ASSIGNED TASK: Scan the following material for the string "grey" and copy each line in which it appears.

DATASET EXCERPTS:
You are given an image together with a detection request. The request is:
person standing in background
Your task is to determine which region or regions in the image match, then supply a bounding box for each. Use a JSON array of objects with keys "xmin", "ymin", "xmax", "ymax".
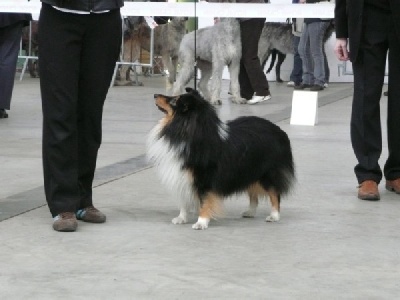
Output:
[
  {"xmin": 237, "ymin": 0, "xmax": 272, "ymax": 104},
  {"xmin": 295, "ymin": 0, "xmax": 331, "ymax": 91},
  {"xmin": 335, "ymin": 0, "xmax": 400, "ymax": 200},
  {"xmin": 38, "ymin": 0, "xmax": 123, "ymax": 231},
  {"xmin": 0, "ymin": 13, "xmax": 32, "ymax": 119},
  {"xmin": 287, "ymin": 0, "xmax": 304, "ymax": 87}
]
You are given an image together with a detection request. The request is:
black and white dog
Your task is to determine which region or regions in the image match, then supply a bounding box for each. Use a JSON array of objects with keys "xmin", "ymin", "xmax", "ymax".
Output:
[{"xmin": 147, "ymin": 88, "xmax": 295, "ymax": 230}]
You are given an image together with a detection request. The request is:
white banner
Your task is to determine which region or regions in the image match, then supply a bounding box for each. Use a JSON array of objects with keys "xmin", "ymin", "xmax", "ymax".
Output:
[{"xmin": 0, "ymin": 1, "xmax": 334, "ymax": 18}]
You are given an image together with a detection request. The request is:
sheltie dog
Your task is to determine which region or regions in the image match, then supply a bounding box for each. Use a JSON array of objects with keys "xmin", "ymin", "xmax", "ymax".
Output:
[{"xmin": 147, "ymin": 88, "xmax": 295, "ymax": 230}]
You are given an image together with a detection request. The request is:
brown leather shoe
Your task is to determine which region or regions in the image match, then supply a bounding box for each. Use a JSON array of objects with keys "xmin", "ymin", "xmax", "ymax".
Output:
[
  {"xmin": 53, "ymin": 212, "xmax": 78, "ymax": 232},
  {"xmin": 358, "ymin": 180, "xmax": 380, "ymax": 200},
  {"xmin": 76, "ymin": 206, "xmax": 106, "ymax": 223},
  {"xmin": 386, "ymin": 178, "xmax": 400, "ymax": 194}
]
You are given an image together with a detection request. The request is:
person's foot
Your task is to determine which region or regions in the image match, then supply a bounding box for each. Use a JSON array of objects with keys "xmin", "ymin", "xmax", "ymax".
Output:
[
  {"xmin": 53, "ymin": 212, "xmax": 78, "ymax": 232},
  {"xmin": 385, "ymin": 178, "xmax": 400, "ymax": 194},
  {"xmin": 323, "ymin": 83, "xmax": 329, "ymax": 88},
  {"xmin": 358, "ymin": 180, "xmax": 380, "ymax": 201},
  {"xmin": 310, "ymin": 84, "xmax": 324, "ymax": 91},
  {"xmin": 0, "ymin": 109, "xmax": 8, "ymax": 119},
  {"xmin": 287, "ymin": 81, "xmax": 295, "ymax": 87},
  {"xmin": 247, "ymin": 94, "xmax": 271, "ymax": 105},
  {"xmin": 76, "ymin": 206, "xmax": 106, "ymax": 223},
  {"xmin": 294, "ymin": 83, "xmax": 312, "ymax": 90}
]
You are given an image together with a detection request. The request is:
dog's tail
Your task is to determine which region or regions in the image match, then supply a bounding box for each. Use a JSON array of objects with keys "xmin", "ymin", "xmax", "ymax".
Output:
[
  {"xmin": 272, "ymin": 143, "xmax": 296, "ymax": 196},
  {"xmin": 265, "ymin": 49, "xmax": 277, "ymax": 74}
]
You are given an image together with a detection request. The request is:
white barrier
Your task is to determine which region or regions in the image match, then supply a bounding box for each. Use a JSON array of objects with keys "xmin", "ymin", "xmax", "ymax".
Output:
[{"xmin": 1, "ymin": 1, "xmax": 334, "ymax": 18}]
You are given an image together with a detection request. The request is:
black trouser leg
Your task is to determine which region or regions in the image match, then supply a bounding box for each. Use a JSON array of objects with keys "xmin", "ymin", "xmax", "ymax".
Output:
[
  {"xmin": 239, "ymin": 18, "xmax": 269, "ymax": 100},
  {"xmin": 351, "ymin": 8, "xmax": 389, "ymax": 184},
  {"xmin": 38, "ymin": 4, "xmax": 121, "ymax": 216},
  {"xmin": 384, "ymin": 22, "xmax": 400, "ymax": 180}
]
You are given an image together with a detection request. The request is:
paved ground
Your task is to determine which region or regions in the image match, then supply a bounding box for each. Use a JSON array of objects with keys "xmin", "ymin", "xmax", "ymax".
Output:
[{"xmin": 1, "ymin": 74, "xmax": 399, "ymax": 299}]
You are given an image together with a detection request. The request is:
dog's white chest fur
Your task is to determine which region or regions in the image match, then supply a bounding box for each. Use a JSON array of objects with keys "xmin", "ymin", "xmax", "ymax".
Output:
[{"xmin": 146, "ymin": 123, "xmax": 195, "ymax": 205}]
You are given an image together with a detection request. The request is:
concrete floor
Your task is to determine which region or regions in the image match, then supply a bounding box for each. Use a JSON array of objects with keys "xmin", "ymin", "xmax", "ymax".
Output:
[{"xmin": 1, "ymin": 75, "xmax": 399, "ymax": 299}]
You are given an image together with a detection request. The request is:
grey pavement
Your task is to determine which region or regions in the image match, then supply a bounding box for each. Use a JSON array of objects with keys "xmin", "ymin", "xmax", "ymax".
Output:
[{"xmin": 1, "ymin": 74, "xmax": 399, "ymax": 299}]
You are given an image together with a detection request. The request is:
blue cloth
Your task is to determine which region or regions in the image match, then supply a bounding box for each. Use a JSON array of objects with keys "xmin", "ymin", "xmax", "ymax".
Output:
[
  {"xmin": 290, "ymin": 36, "xmax": 302, "ymax": 84},
  {"xmin": 298, "ymin": 21, "xmax": 330, "ymax": 86}
]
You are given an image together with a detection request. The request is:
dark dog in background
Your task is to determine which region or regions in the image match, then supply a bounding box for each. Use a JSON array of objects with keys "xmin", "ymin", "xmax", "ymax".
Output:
[
  {"xmin": 147, "ymin": 88, "xmax": 295, "ymax": 230},
  {"xmin": 264, "ymin": 49, "xmax": 286, "ymax": 83},
  {"xmin": 259, "ymin": 21, "xmax": 335, "ymax": 82}
]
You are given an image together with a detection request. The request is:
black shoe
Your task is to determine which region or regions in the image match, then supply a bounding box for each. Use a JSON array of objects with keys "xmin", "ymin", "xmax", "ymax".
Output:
[
  {"xmin": 0, "ymin": 109, "xmax": 8, "ymax": 119},
  {"xmin": 310, "ymin": 85, "xmax": 324, "ymax": 91},
  {"xmin": 294, "ymin": 84, "xmax": 312, "ymax": 90}
]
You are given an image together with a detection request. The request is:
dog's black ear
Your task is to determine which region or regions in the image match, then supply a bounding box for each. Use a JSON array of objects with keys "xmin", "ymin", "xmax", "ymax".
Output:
[
  {"xmin": 176, "ymin": 93, "xmax": 195, "ymax": 113},
  {"xmin": 185, "ymin": 87, "xmax": 201, "ymax": 97}
]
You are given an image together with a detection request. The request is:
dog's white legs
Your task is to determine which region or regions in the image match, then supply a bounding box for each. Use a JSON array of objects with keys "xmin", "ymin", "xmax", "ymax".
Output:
[
  {"xmin": 265, "ymin": 190, "xmax": 281, "ymax": 222},
  {"xmin": 172, "ymin": 207, "xmax": 188, "ymax": 224},
  {"xmin": 228, "ymin": 59, "xmax": 247, "ymax": 104},
  {"xmin": 242, "ymin": 192, "xmax": 259, "ymax": 218},
  {"xmin": 198, "ymin": 64, "xmax": 212, "ymax": 102},
  {"xmin": 266, "ymin": 209, "xmax": 280, "ymax": 222},
  {"xmin": 172, "ymin": 58, "xmax": 194, "ymax": 96},
  {"xmin": 192, "ymin": 193, "xmax": 222, "ymax": 230},
  {"xmin": 209, "ymin": 67, "xmax": 224, "ymax": 105},
  {"xmin": 162, "ymin": 53, "xmax": 173, "ymax": 85},
  {"xmin": 192, "ymin": 217, "xmax": 210, "ymax": 230},
  {"xmin": 170, "ymin": 57, "xmax": 178, "ymax": 84}
]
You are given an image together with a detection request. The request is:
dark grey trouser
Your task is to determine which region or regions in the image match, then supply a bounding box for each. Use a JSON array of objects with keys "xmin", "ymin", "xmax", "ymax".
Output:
[
  {"xmin": 0, "ymin": 22, "xmax": 23, "ymax": 110},
  {"xmin": 298, "ymin": 21, "xmax": 330, "ymax": 86}
]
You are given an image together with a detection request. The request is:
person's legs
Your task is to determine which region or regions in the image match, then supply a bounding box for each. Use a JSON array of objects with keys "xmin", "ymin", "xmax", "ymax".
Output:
[
  {"xmin": 39, "ymin": 4, "xmax": 83, "ymax": 217},
  {"xmin": 0, "ymin": 22, "xmax": 23, "ymax": 113},
  {"xmin": 351, "ymin": 12, "xmax": 388, "ymax": 185},
  {"xmin": 239, "ymin": 18, "xmax": 269, "ymax": 99},
  {"xmin": 39, "ymin": 5, "xmax": 122, "ymax": 230},
  {"xmin": 308, "ymin": 21, "xmax": 329, "ymax": 87},
  {"xmin": 289, "ymin": 35, "xmax": 302, "ymax": 85},
  {"xmin": 298, "ymin": 24, "xmax": 313, "ymax": 86},
  {"xmin": 384, "ymin": 22, "xmax": 400, "ymax": 182},
  {"xmin": 77, "ymin": 10, "xmax": 122, "ymax": 210}
]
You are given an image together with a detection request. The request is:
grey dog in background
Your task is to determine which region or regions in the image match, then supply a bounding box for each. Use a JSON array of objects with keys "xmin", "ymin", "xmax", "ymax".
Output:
[
  {"xmin": 116, "ymin": 17, "xmax": 187, "ymax": 86},
  {"xmin": 140, "ymin": 17, "xmax": 188, "ymax": 85},
  {"xmin": 173, "ymin": 18, "xmax": 246, "ymax": 105}
]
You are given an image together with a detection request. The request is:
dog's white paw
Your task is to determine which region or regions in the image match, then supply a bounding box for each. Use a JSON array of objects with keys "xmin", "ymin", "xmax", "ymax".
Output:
[
  {"xmin": 265, "ymin": 212, "xmax": 280, "ymax": 222},
  {"xmin": 191, "ymin": 217, "xmax": 209, "ymax": 230},
  {"xmin": 242, "ymin": 210, "xmax": 256, "ymax": 218},
  {"xmin": 231, "ymin": 97, "xmax": 248, "ymax": 105},
  {"xmin": 210, "ymin": 99, "xmax": 222, "ymax": 105},
  {"xmin": 172, "ymin": 216, "xmax": 187, "ymax": 224}
]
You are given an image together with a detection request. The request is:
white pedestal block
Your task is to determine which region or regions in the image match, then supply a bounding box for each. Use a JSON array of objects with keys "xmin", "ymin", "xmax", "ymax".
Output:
[{"xmin": 290, "ymin": 91, "xmax": 319, "ymax": 126}]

ANSWER TO THIS PROBLEM:
grey pavement
dark grey trouser
grey dog in background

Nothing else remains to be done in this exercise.